Exercise objective
In the passage on Operation Kamin, rewrite everything from "Casualties and losses" down to "a civilian passerby.", putting "column" in place of "convoy".

____ Source passage

- Operation Kamin: Part of the War in Afghanistan (2001–2021)
| Date | May 26, 2007 |
| Location | Kandahar Province, Afghanistan |
| Result | Taliban victory |

Belligerents
- Islamic Republic of Afghanistan NATO: Taliban

Commanders and leaders

Casualties and losses
- 21 killed 9 wounded: 56–76 killed 1 suicide

= Operation Kamin =

2007 insurgent offensive in Afghanistan

Operation Kamin ("Ambush" in Persian) was an offensive launched by Taliban insurgents in May 2007 which aimed to kill American-backed government forces and foreign troops in Kandahar.

==Attacks==
The operation opened with an ambush on an Afghan National Police convoy on May 26, killing two officers and wounding three others.

Taliban spokesman Qari Yousef Ahmadi phoned the media the following day, explaining the new operation's goals. That day, another attack left six police officers dead, from a mixture of explosives and gunfire. A suicide bomber also detonated himself 50 metres from the office of Governor Asadullah Khalid, wounding three security forces and a civilian passerby.

The Chenar village in the Shah Wali Kot District was the site of a four-hour gunbattle that pitched militants against Coalition forces as well as members of the ANA's 2nd Kandak, 1st Brigade, 209th Corps on June 4. When air support arrived and bombed three militant positions, it was estimated that 24 fighters were killed.

________
____ Source data

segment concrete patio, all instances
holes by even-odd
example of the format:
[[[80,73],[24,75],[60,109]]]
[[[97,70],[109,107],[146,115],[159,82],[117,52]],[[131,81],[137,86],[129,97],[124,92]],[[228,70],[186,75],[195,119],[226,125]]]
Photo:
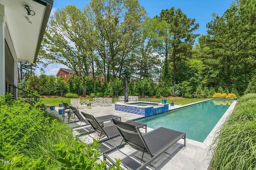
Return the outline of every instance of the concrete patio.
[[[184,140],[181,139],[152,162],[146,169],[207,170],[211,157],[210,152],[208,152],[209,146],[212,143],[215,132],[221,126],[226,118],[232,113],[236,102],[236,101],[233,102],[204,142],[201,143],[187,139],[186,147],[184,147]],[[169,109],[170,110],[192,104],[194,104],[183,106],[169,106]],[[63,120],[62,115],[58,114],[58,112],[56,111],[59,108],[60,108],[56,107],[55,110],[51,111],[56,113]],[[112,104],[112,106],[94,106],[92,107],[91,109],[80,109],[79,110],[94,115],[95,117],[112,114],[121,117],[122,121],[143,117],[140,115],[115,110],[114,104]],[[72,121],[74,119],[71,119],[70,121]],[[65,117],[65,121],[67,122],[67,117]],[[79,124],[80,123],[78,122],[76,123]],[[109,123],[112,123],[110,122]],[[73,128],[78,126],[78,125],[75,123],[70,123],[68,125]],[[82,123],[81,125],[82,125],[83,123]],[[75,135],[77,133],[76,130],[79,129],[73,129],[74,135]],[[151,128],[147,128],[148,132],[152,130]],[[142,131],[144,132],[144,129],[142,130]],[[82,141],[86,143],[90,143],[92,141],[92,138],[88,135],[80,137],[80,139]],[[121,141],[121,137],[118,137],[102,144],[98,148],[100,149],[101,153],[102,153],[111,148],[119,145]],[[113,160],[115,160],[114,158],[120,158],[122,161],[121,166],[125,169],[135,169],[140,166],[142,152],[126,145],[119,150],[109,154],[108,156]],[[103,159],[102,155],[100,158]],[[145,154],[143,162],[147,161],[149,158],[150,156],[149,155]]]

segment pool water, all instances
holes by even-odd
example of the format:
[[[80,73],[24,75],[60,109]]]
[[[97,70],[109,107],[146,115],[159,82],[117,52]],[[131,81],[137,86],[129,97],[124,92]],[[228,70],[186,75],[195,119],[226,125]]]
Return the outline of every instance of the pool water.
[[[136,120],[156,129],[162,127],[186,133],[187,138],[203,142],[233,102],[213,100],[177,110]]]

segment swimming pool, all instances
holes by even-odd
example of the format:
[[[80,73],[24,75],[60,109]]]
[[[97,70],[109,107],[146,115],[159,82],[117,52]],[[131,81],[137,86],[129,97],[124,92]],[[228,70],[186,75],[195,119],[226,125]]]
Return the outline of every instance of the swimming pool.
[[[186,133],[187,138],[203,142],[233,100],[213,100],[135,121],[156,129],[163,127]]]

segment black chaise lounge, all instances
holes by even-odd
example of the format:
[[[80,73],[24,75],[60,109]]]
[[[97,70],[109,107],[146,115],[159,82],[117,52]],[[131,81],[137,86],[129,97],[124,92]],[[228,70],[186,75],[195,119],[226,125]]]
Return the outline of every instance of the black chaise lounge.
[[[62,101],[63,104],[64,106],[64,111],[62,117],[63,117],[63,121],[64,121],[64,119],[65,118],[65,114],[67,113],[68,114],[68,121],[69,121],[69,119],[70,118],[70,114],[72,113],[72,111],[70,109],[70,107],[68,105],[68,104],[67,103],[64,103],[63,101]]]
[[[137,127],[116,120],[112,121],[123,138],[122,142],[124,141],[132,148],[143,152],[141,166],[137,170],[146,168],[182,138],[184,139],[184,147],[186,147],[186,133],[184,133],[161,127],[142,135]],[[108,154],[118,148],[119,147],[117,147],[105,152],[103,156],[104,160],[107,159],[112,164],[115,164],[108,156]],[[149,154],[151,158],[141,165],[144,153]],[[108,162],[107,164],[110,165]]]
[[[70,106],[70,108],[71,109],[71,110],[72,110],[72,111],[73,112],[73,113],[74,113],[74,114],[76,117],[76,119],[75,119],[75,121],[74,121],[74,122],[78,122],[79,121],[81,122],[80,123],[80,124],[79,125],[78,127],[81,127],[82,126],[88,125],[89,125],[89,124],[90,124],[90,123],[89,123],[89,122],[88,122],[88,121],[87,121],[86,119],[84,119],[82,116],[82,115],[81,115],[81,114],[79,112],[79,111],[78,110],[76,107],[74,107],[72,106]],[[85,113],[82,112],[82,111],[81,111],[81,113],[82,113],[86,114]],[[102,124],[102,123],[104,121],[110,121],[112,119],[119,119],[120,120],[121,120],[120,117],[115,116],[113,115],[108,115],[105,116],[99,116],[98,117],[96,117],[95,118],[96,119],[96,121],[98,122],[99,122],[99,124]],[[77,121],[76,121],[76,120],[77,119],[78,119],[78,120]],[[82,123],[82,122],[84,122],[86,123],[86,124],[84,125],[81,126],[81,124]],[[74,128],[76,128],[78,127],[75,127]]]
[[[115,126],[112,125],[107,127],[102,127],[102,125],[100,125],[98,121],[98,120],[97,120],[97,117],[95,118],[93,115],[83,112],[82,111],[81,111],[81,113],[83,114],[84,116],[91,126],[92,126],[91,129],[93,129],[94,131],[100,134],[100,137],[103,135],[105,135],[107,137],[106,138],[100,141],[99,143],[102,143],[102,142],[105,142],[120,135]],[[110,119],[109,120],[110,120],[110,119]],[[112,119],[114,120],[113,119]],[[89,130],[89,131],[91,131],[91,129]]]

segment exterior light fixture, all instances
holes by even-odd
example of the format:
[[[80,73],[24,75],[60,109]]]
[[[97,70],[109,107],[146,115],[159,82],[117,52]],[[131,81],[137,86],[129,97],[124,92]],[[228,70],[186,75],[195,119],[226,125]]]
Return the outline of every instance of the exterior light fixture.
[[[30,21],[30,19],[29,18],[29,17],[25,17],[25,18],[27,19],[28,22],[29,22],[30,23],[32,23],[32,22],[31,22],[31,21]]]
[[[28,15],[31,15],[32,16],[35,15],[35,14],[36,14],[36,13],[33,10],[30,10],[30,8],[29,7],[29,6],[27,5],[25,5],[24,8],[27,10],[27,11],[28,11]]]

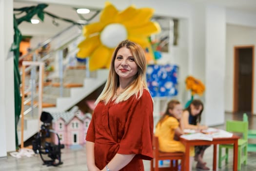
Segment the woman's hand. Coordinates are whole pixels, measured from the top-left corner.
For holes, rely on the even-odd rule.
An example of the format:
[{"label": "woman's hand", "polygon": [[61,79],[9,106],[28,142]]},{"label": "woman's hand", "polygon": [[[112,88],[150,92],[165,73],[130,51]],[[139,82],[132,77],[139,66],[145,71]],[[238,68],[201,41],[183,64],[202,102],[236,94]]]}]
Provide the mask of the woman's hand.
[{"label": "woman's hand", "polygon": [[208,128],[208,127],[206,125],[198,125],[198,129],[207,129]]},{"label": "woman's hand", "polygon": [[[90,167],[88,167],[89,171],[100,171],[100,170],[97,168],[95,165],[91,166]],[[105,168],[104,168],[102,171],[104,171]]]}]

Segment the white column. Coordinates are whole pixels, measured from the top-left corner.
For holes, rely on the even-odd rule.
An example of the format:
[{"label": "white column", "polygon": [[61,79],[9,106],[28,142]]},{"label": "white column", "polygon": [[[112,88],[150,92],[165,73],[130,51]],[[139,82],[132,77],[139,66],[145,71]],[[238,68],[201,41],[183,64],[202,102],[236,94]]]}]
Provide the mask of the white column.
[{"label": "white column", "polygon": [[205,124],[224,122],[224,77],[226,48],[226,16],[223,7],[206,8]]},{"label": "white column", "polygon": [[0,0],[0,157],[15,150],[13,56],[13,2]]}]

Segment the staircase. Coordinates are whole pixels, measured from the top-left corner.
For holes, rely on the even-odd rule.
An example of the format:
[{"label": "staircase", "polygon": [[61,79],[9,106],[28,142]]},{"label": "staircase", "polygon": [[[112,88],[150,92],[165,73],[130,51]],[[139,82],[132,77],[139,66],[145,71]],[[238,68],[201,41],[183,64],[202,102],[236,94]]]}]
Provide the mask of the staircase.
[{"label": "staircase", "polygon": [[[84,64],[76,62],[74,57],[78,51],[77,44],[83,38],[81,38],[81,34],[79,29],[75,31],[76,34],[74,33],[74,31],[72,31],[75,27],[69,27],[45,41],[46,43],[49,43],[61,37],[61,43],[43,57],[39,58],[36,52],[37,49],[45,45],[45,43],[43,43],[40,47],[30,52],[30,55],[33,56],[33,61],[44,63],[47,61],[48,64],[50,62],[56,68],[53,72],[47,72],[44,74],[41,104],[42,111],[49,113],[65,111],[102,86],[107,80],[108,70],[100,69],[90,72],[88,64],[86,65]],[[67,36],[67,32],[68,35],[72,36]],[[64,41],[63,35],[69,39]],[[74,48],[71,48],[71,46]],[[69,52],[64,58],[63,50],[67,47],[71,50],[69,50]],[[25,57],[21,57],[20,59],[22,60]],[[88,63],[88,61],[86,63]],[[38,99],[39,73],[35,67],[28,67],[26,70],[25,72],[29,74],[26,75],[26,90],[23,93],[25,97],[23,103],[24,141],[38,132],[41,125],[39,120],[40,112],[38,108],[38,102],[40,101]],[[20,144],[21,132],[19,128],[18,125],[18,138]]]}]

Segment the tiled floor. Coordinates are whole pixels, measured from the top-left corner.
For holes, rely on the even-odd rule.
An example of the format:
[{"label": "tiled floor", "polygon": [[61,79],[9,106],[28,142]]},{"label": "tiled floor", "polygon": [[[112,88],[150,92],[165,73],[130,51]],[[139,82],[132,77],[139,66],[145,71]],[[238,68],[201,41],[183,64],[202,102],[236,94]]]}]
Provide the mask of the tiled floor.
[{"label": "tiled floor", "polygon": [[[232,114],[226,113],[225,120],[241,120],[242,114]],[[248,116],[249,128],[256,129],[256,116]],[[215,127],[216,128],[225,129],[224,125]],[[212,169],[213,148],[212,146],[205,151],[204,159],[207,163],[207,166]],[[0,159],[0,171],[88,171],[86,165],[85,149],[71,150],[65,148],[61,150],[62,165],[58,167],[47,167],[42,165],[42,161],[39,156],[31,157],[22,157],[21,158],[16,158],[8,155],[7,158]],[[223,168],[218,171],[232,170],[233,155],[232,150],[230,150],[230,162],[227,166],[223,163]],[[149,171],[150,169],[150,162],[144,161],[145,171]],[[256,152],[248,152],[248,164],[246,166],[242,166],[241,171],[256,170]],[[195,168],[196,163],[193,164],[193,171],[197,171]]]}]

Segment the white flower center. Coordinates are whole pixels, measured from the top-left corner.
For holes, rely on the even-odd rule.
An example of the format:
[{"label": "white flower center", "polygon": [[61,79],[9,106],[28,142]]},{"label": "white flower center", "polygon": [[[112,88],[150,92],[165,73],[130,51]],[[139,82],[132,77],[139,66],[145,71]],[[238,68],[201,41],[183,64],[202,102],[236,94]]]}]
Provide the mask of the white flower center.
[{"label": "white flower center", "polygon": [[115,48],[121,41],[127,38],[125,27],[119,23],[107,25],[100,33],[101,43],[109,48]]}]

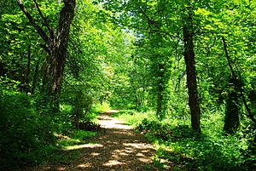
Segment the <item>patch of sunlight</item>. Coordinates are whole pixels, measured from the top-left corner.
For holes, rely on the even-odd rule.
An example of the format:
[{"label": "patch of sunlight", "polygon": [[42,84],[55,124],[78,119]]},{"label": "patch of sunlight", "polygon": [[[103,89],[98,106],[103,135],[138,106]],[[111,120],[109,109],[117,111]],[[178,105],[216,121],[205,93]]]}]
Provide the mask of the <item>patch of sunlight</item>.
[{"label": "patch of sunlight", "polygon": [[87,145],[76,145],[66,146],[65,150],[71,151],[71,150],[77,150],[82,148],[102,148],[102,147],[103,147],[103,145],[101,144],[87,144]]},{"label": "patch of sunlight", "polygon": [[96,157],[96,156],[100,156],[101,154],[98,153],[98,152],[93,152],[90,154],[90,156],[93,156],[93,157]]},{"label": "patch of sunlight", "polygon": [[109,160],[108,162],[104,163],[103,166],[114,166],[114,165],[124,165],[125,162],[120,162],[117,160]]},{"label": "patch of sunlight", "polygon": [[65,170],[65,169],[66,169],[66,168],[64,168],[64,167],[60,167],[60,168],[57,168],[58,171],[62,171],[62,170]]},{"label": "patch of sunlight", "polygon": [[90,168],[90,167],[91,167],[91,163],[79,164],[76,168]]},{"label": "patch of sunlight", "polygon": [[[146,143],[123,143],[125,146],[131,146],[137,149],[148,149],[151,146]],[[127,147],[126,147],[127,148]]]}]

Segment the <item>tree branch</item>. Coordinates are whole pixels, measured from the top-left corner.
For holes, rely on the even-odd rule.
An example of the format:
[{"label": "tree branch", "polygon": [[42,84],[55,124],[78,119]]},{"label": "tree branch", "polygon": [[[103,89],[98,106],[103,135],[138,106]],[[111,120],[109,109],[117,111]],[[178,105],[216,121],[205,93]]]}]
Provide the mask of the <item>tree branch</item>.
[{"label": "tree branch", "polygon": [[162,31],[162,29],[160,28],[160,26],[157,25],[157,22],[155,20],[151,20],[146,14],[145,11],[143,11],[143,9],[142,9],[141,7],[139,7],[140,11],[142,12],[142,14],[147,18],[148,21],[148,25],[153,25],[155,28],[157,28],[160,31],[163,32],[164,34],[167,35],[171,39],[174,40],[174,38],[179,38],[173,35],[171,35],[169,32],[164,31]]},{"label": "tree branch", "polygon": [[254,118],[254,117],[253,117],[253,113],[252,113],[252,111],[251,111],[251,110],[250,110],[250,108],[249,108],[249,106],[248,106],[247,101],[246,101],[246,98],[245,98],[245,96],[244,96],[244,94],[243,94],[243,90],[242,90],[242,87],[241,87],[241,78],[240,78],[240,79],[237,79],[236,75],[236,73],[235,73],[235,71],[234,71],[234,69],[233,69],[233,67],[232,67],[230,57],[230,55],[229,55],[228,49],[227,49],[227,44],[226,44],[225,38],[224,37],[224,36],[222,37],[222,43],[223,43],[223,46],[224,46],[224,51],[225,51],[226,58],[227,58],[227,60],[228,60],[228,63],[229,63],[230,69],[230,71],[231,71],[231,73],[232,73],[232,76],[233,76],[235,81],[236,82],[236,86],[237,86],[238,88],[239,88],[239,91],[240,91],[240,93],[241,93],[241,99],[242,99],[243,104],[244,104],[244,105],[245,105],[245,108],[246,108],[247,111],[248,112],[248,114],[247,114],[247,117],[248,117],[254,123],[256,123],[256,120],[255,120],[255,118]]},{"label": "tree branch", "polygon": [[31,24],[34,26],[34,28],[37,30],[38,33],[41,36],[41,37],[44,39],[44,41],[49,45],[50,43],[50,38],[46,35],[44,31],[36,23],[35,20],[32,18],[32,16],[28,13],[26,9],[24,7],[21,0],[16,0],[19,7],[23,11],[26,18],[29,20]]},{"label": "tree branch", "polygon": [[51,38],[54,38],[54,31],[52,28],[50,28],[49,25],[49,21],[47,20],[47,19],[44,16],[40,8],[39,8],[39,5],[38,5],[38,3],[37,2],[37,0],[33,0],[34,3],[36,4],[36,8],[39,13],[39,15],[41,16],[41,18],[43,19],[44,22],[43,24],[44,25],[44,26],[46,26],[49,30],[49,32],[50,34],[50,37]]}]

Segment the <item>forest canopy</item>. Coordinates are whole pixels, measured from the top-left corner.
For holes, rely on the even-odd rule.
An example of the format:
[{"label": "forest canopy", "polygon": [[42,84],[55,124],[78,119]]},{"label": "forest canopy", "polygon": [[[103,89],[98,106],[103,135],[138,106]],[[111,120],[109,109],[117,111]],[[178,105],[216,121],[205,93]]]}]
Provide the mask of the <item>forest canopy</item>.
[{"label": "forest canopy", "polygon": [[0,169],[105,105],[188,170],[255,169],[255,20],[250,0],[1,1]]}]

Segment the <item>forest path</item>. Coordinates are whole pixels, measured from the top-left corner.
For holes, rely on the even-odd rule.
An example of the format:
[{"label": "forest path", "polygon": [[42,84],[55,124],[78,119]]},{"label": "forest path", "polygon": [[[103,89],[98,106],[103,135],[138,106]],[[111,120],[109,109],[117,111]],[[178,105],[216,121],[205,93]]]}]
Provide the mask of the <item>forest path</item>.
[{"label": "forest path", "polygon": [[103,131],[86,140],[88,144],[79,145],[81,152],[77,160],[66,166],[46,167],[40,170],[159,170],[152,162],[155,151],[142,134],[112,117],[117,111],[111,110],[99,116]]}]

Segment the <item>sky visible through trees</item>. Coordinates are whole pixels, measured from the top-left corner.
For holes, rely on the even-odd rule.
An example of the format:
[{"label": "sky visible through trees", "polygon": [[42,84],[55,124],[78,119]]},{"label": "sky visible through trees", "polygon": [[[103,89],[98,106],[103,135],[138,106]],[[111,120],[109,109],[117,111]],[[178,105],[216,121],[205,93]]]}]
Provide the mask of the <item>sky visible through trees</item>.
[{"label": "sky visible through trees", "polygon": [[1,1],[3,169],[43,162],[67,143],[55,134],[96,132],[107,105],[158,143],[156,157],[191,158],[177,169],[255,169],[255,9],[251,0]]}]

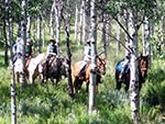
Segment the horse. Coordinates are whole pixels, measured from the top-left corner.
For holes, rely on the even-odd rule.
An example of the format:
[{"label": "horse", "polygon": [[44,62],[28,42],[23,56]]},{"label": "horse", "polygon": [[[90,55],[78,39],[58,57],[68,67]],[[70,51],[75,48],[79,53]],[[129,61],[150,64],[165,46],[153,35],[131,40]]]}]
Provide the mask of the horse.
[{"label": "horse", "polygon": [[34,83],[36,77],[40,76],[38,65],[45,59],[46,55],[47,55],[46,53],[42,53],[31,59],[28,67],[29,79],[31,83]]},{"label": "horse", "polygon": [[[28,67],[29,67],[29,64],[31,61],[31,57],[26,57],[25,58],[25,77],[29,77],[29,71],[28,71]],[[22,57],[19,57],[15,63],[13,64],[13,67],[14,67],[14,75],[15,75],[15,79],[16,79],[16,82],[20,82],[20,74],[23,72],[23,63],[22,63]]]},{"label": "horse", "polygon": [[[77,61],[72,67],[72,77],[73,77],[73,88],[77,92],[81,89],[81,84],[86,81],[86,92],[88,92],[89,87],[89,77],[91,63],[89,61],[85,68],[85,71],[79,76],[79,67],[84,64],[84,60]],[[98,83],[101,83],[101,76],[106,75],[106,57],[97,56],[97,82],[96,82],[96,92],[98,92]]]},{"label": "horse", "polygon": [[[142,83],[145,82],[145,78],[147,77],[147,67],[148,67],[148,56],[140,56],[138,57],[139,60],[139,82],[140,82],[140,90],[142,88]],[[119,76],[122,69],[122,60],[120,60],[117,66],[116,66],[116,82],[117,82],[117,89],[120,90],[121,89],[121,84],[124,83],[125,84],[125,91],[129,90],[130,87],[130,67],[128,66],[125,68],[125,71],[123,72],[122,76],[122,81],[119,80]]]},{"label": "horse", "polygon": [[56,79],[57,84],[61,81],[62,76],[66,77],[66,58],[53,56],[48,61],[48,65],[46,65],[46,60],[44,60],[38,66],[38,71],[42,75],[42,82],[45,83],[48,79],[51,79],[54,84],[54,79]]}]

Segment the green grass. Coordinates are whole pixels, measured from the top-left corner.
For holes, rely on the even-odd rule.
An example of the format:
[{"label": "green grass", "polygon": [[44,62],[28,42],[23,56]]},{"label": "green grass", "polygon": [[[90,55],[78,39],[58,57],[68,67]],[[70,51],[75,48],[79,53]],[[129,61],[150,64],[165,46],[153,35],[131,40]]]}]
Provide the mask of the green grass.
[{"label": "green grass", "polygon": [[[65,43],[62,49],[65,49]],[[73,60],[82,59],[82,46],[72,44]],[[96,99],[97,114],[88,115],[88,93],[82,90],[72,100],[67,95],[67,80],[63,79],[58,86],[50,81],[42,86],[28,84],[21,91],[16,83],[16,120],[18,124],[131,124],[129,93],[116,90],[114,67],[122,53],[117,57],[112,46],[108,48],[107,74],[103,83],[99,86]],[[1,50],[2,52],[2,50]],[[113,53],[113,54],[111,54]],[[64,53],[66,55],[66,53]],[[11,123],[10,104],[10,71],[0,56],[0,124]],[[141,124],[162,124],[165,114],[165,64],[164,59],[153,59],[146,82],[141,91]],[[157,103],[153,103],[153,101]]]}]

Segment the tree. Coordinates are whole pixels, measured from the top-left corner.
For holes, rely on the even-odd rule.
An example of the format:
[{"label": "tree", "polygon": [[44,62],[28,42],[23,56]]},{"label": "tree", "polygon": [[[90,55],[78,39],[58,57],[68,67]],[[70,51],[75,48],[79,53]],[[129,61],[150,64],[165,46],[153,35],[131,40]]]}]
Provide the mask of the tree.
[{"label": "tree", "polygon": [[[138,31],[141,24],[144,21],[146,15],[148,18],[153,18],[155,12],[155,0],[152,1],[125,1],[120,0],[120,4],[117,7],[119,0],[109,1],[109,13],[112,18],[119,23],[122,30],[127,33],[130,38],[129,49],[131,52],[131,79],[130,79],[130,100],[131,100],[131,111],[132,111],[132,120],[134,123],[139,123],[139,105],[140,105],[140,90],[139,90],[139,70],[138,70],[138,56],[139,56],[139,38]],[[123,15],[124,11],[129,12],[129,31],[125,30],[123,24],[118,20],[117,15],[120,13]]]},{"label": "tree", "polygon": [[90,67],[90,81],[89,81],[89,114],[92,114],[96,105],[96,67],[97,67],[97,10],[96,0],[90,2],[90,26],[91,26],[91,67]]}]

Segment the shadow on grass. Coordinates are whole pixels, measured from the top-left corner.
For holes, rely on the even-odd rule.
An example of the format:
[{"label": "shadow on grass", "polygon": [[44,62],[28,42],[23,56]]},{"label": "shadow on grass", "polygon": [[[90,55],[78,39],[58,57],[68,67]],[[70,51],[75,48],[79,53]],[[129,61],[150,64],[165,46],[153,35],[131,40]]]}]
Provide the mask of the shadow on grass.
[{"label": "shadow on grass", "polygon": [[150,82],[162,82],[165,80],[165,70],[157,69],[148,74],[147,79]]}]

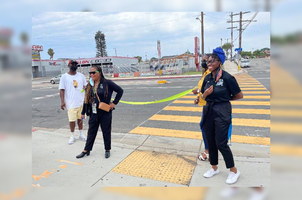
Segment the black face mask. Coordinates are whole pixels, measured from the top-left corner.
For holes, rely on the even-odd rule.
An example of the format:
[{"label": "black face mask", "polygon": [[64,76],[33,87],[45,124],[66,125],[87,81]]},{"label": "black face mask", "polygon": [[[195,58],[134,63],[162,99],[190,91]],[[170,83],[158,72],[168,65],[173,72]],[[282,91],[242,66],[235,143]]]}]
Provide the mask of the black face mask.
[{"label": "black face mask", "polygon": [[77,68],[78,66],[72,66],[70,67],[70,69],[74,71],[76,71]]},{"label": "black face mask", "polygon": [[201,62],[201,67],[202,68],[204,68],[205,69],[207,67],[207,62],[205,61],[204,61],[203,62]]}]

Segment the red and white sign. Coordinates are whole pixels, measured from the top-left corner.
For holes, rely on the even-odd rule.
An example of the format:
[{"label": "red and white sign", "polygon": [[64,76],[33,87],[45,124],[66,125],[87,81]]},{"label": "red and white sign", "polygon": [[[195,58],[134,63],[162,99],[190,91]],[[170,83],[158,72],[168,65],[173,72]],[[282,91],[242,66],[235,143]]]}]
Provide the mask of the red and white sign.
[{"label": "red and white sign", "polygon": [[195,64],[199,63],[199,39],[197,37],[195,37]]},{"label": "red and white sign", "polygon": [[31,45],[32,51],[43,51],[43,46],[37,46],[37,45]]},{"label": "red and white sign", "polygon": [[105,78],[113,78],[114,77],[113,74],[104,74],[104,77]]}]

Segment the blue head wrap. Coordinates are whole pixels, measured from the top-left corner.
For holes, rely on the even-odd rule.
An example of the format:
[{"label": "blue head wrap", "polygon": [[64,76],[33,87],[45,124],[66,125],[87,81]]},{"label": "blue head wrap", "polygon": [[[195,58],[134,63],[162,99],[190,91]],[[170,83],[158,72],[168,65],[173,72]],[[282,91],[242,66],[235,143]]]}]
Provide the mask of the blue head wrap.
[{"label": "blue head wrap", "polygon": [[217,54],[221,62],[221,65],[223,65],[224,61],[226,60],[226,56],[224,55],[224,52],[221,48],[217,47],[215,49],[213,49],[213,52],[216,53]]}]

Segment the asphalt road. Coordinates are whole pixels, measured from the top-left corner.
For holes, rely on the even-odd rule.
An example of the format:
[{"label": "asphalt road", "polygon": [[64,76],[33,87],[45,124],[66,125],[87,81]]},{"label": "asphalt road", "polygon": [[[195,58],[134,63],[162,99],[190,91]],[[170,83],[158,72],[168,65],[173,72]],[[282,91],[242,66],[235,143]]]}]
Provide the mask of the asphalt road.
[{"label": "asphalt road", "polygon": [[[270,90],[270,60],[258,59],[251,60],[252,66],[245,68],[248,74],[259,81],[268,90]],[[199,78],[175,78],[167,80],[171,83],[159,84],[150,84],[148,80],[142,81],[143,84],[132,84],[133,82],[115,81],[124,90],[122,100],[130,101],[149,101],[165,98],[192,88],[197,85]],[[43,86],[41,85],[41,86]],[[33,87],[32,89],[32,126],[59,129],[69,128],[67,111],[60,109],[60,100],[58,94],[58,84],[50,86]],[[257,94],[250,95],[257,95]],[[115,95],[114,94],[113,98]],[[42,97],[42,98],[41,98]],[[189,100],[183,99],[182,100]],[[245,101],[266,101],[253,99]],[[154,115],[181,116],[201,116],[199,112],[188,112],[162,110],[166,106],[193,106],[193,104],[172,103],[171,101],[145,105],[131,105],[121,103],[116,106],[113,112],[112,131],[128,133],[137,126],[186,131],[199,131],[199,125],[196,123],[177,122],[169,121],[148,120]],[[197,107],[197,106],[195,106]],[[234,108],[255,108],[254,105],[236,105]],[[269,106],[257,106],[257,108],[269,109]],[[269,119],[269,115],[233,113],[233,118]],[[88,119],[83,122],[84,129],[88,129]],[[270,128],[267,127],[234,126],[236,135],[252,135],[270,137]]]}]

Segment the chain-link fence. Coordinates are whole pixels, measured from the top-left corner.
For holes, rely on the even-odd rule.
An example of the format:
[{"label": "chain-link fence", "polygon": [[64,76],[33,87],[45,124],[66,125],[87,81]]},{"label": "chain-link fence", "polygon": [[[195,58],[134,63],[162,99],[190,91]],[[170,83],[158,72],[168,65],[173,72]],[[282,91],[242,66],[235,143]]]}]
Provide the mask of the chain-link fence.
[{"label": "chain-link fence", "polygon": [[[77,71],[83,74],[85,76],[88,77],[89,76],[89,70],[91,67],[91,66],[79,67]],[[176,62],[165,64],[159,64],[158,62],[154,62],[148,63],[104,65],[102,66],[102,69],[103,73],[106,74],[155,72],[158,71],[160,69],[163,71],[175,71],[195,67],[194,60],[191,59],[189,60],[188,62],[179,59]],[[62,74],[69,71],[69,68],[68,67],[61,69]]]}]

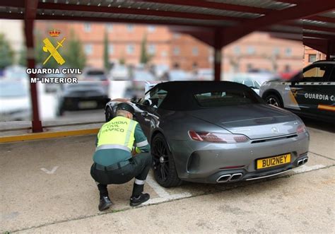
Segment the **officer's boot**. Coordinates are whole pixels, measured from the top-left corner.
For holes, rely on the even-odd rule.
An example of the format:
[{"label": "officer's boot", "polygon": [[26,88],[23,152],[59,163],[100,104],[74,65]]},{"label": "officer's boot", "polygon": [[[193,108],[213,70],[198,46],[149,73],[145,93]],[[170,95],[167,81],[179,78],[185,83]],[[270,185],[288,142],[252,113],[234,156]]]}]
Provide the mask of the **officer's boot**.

________

Response area
Casualties and losses
- 21 killed 9 wounded: 56–76 killed 1 suicide

= Operation Kamin =

2007 insurgent offensive in Afghanistan

Operation Kamin ("Ambush" in Persian) was an offensive launched by Taliban insurgents in May 2007 which aimed to kill American-backed government forces and foreign troops in Kandahar.

==Attacks==
The operation opened with an ambush on an Afghan National Police column on May 26, killing two officers and wounding three others.

Taliban spokesman Qari Yousef Ahmadi phoned the media the following day, explaining the new operation's goals. That day, another attack left six police officers dead, from a mixture of explosives and gunfire. A suicide bomber also detonated himself 50 metres from the office of Governor Asadullah Khalid, wounding three security forces and a civilian passerby.